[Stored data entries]

◆ ◆ ◆ ◆

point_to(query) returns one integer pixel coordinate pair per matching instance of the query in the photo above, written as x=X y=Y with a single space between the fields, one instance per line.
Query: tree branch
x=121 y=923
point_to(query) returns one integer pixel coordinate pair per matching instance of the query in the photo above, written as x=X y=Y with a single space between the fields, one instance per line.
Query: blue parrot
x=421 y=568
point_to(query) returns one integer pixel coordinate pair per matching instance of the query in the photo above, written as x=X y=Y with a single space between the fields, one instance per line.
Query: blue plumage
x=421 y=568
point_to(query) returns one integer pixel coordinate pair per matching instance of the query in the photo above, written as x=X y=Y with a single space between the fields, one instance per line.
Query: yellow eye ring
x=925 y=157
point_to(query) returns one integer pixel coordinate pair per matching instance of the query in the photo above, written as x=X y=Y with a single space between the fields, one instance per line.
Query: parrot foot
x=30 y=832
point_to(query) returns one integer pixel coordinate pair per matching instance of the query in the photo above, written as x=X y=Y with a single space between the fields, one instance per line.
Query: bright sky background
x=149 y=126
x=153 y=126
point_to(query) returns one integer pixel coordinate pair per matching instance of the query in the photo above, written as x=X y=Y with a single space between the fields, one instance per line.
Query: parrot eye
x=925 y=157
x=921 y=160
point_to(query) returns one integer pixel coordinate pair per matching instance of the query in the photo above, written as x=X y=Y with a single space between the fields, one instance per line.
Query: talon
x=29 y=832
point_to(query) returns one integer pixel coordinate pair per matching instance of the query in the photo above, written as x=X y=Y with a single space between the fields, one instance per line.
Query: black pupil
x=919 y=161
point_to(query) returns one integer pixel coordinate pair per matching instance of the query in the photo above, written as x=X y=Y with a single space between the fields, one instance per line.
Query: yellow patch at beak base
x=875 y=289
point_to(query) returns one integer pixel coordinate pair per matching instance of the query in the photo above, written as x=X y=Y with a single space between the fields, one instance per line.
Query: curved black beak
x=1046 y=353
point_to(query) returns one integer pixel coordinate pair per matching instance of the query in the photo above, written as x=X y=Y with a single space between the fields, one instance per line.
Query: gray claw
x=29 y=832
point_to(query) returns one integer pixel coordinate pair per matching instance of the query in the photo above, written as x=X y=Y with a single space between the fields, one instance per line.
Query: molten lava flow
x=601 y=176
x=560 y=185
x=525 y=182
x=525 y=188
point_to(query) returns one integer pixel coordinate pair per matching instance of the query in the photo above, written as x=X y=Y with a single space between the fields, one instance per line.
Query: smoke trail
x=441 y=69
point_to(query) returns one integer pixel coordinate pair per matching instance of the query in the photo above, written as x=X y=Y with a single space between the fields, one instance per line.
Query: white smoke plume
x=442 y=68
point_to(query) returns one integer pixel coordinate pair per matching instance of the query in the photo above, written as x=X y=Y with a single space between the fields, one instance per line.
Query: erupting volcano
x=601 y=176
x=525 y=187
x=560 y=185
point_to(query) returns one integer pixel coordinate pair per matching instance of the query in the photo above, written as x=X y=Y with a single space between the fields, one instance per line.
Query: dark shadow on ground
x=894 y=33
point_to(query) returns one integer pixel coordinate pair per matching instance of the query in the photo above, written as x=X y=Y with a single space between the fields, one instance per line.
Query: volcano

◆ ◆ ◆ ◆

→ Activity:
Every line of the data must be written out again word for word.

→ Exercise output:
point_to(query) returns one integer pixel coordinate pair per matching instance of the query in the photo above, written as x=X y=Y with a single space between the fields, one instance per line.
Query: tree branch
x=121 y=923
point_to(query) returns one integer pixel coordinate pair per matching instance of the query in the photo above, written as x=X y=Y with a single space between the fields, one instance per line.
Query: blue parrot
x=421 y=568
point_to(query) returns one integer pixel coordinate pair per matching instance of the query in the photo above, written as x=X y=Y with a single space between the fields, one instance per line.
Query: blue plumage
x=421 y=568
point_to(query) returns one integer pixel coordinate pair per matching instance of the query in the photo above, written as x=X y=Y with a single space between the fields, one instance per line.
Query: yellow eye ring
x=925 y=157
point_to(query) returns one integer pixel coordinate pair per matching instance of the query in the photo above, written as x=X y=Y with a single space between the fields, one instance per line.
Query: parrot foot
x=30 y=832
point_to(query) returns one integer pixel coordinate pair per matching instance of the query in the photo above, written as x=X y=Y with a single space between the fields, one instance per line.
Query: bright sky background
x=149 y=126
x=153 y=126
point_to(query) returns one integer pixel coordinate pair per matching instance of the query in the photo above, written as x=X y=Y with a single space between the fields, one instance per line.
Query: parrot eye
x=925 y=157
x=921 y=160
point_to(query) returns one integer pixel coordinate pair per matching instance of the query in the photo above, written as x=X y=Y with a single space between the fields, one instance per line.
Query: talon
x=29 y=832
point_to(query) returns one integer pixel coordinate pair per matching instance of the query in the photo above, written as x=X y=Y with a single space between the fields, one instance per line.
Query: black pupil
x=919 y=161
point_to(query) returns one integer pixel coordinate pair per matching instance of the query in the photo above, written as x=X y=Y with a single space between the fields, one instance per line.
Query: yellow patch at beak base
x=875 y=289
point_to(query) returns one integer pixel coordinate pair per matching instance of the query in the photo above, written as x=X y=Y with a single space between the fields, one instance per line.
Query: curved black beak
x=1046 y=353
point_to(query) returns one integer pixel coordinate pair per matching instance of the query in the photo above, written as x=X y=Y with a single space between the fields, one instance per line.
Query: gray claw
x=29 y=832
point_to(query) returns one integer pixel coordinate pair per matching instance of the query in the photo above, written as x=X y=Y with a single space between the fields, one instance per line.
Query: molten lava flow
x=601 y=176
x=560 y=185
x=525 y=182
x=525 y=188
point_to(query) returns one integer pixel coordinate pair per matching instance of the query in the photo above, written as x=X y=Y with a single space between the fields, one instance per line.
Query: smoke trail
x=441 y=69
point_to(query) returns one integer pixel coordinate pair per matching instance of the query in the photo above, written as x=X y=Y with a single space between the fields, one instance per line.
Query: white smoke plume
x=442 y=68
point_to(query) returns one integer pixel coordinate pair per matching instance of the query in the photo above, written as x=X y=Y with a single space between the fields, one instance per line.
Query: erupting volcano
x=601 y=176
x=525 y=187
x=560 y=185
point_to(query) returns one integer pixel coordinate pair per matching instance of the query in the photo above, written as x=X y=Y with a single space between the fields, one instance per line.
Query: dark shadow on ground
x=894 y=33
point_to(query) returns one integer pixel coordinate pair per matching instance of the query in the photo above, written as x=X y=Y with a single space between the fields, one instance per line.
Query: volcano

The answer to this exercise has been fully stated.